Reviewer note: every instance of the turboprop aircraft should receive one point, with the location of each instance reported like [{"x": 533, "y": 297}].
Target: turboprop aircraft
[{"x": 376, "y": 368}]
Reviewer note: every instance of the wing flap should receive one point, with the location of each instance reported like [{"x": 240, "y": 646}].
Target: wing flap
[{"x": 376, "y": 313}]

★ ★ ★ ★ ★ ★ ★

◆ Work task ◆
Print the line with "Reviewer note: every instance of the wing" and every line after it in the entries above, exactly as written. Leave out all other lines.

◆ Output below ◆
Reviewer note: every instance of the wing flap should receive one point, with the location of each instance reported like [{"x": 240, "y": 646}].
Target: wing flap
[{"x": 376, "y": 313}]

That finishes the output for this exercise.